Start of RECORDS FOR THIS TASK

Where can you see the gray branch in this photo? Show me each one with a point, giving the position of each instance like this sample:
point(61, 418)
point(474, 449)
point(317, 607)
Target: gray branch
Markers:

End of RECORDS FOR THIS TASK

_EXERCISE DESCRIPTION_. Update the data above by replacing each "gray branch" with "bare branch", keeping everything else the same.

_RESULT FOR THIS EXERCISE_.
Where can you see the bare branch in this photo? Show me each one with a point, giving the position of each instance like this sample:
point(61, 418)
point(474, 449)
point(317, 607)
Target: bare branch
Markers:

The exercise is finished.